> [Gegeven opdracht A]: Filter de records en neem elke regel over waarin de string "microphone" voorkomt. Hoofdletters en kleine letters tellen daarbij mee.

> [Aangeleverde tekst]:
☆ ☆ ☆
Sleutelen aan de kijk op dakloosheid

, ,

Thomas met een schilderij van een woondemonstratie. Beeld: Momus

We delen niet alleen onze grote bevindingen, maar ook tussentijdse updates over de voortgang van onze onderzoeksprojecten. Deze update is onderdeel van het dossier Een einde aan dakloosheid.

Het is bijna zover; op 8 oktober 2025 worden de nieuwste cijfers over dakloosheid in 57 gemeenten bekendgemaakt. En dat is spannend, zeker nu een nieuwe telmethode voor het eerst ook in Amsterdam en Den Haag wordt toegepast. 

De cijfers uit de eerdere telrondes in andere gemeenten veroorzaakten een aardverschuiving in de beeldvorming van dakloosheid; er bleken méér dakloze mensen te zijn, waaronder veel vrouwen (een derde), kinderen (een vijfde) en jongeren (een derde). Zij kwamen toen pas in beeld, doordat zij voor het eerst écht geteld werden, met de ETHOS-light methode, in plaats van geschat door het Centraal Bureau voor de Statistiek.
☆ ☆ ☆
> [Gegeven opdracht B]: Ga verder met de tekst over dakloosheid en schrijf door vanaf de laatste zin die er staat.

> [Aangeleverde records]:
☆ ☆ ☆
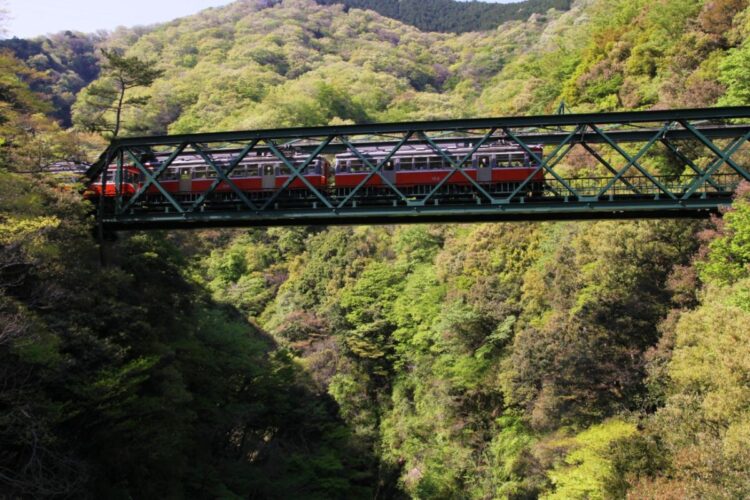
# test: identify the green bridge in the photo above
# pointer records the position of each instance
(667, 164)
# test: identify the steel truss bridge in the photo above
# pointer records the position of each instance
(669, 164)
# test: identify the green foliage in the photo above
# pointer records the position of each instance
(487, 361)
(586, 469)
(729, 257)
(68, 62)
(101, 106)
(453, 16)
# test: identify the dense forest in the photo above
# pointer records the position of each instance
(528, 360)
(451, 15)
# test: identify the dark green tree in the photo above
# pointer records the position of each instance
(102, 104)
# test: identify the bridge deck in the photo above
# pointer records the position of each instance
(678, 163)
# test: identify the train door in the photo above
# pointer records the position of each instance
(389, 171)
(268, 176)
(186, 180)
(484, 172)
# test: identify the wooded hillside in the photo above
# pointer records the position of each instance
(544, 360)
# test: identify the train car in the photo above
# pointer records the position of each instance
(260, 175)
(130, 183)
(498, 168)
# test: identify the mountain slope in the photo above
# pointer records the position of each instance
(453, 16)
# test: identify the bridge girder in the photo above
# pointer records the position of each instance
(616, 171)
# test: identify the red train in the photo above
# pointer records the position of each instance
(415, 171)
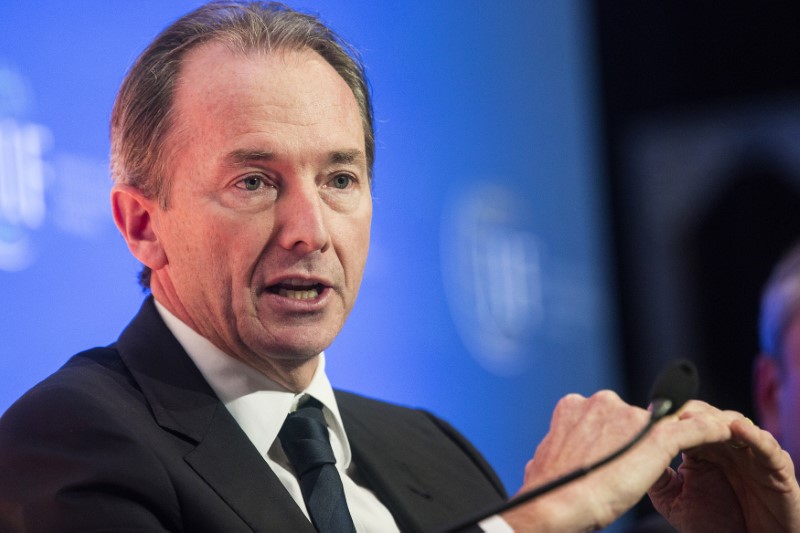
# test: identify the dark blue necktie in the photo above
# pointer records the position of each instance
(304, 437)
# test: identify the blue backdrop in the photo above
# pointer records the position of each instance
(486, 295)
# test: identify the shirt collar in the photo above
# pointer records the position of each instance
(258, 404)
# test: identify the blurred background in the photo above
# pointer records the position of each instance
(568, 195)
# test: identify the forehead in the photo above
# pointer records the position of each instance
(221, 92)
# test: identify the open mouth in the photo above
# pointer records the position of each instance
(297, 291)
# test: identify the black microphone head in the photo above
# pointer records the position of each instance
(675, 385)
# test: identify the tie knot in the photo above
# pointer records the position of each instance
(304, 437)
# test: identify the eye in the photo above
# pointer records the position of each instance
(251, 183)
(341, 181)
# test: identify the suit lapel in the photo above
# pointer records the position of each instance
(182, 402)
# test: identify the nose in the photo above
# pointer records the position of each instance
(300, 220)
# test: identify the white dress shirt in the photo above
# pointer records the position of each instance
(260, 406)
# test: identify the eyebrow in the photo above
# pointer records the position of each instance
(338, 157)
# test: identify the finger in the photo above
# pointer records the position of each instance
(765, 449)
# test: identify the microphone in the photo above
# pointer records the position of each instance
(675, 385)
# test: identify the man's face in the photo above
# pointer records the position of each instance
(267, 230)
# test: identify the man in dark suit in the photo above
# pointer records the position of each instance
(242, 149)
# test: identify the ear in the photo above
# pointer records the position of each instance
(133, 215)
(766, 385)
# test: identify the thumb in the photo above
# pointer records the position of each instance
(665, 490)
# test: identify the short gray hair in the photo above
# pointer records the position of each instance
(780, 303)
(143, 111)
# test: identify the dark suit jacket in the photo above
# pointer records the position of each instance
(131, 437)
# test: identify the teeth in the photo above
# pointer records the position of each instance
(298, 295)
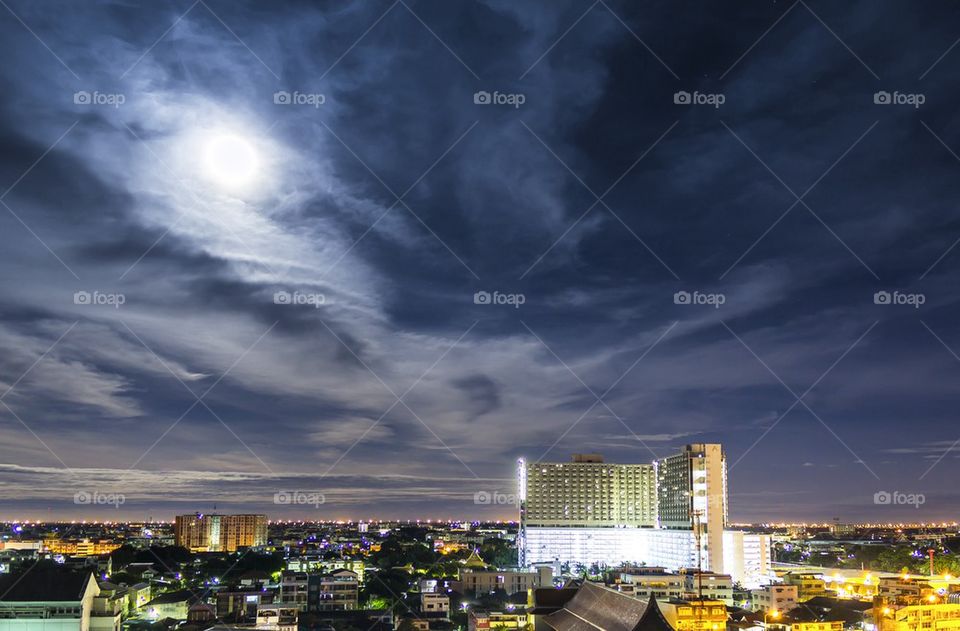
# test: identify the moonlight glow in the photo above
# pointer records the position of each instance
☆ ☆ ☆
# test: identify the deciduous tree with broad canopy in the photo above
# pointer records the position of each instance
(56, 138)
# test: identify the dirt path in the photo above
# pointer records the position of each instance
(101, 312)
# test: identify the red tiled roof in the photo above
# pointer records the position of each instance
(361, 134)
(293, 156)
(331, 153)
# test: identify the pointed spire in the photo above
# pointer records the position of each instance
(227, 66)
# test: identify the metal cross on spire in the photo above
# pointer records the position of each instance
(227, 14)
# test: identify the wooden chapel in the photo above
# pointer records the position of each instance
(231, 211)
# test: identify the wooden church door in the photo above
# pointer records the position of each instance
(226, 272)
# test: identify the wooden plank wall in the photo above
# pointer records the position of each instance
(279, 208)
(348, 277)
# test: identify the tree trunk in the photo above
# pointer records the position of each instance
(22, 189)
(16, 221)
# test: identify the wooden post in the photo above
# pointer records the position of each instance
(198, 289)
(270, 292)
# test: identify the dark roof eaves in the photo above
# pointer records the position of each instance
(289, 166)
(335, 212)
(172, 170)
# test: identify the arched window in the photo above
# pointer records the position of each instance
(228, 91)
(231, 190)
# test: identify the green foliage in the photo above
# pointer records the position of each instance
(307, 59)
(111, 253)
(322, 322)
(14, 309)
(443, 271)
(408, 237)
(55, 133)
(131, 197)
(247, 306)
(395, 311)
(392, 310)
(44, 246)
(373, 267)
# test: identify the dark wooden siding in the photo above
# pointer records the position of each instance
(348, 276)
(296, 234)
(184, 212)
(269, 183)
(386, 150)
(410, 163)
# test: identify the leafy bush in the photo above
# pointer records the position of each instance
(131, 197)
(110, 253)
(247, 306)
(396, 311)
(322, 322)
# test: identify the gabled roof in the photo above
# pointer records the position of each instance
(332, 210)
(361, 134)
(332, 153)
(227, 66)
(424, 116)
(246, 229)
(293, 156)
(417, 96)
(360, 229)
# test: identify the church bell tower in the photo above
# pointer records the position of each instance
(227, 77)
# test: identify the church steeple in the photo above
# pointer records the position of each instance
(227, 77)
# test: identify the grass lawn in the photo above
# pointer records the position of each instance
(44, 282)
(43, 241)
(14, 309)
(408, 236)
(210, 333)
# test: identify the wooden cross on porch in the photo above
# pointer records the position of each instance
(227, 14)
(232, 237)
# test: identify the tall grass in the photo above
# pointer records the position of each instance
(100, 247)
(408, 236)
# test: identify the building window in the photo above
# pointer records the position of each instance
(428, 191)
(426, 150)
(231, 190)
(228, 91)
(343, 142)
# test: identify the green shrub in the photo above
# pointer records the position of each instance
☆ ☆ ☆
> [Eindantwoord A]:
# test: identify the black microphone head in the photo above
# test: identify the microphone in the photo above

> [Eindantwoord B]:
Het wordt gezien als een belangrijke verandering in de kijk op dakloosheid. En daarmee ook, zo luidt de hoop, een begin van een ander beleid, waarin dakloze mensen op tijd worden gezien, meegeteld, én geholpen. Want alhoewel dakloosheid vele gezichten heeft, lijkt het begin van een oplossing eenduidig: een woning.

Bij Momus onderzochten wij de laatste maanden; wat kan ETHOS-light bijdragen aan een inclusieve aanpak van dakloosheid? Eerder schreven we al over wie er (niet) meetelt, en hoe dat bepaalt wie er geholpen wordt. In deze derde update gaan we verder over de verschuivende kijk op dakloosheid: van een zorgprobleem naar een woonprobleem, en welke rol ETHOS daarin speelt. 

Dichte deuren

“Of ik mij dakloos voelde? In eerste instantie niet. Op het moment dat het gebeurde voelde het vooral onrealistisch.” Tijdens haar scheiding verloor Eti samen met haar twee kinderen onverwachts de toegang tot hun huis. “Van de ene op de andere dag konden we er niet meer in.” Wanneer je haar nu ziet, zou je niet denken dat ze al vier jaar geen vaste woning heeft. Een goed gevoel voor stijl, een warme lach en een optimistisch karakter kenmerken haar.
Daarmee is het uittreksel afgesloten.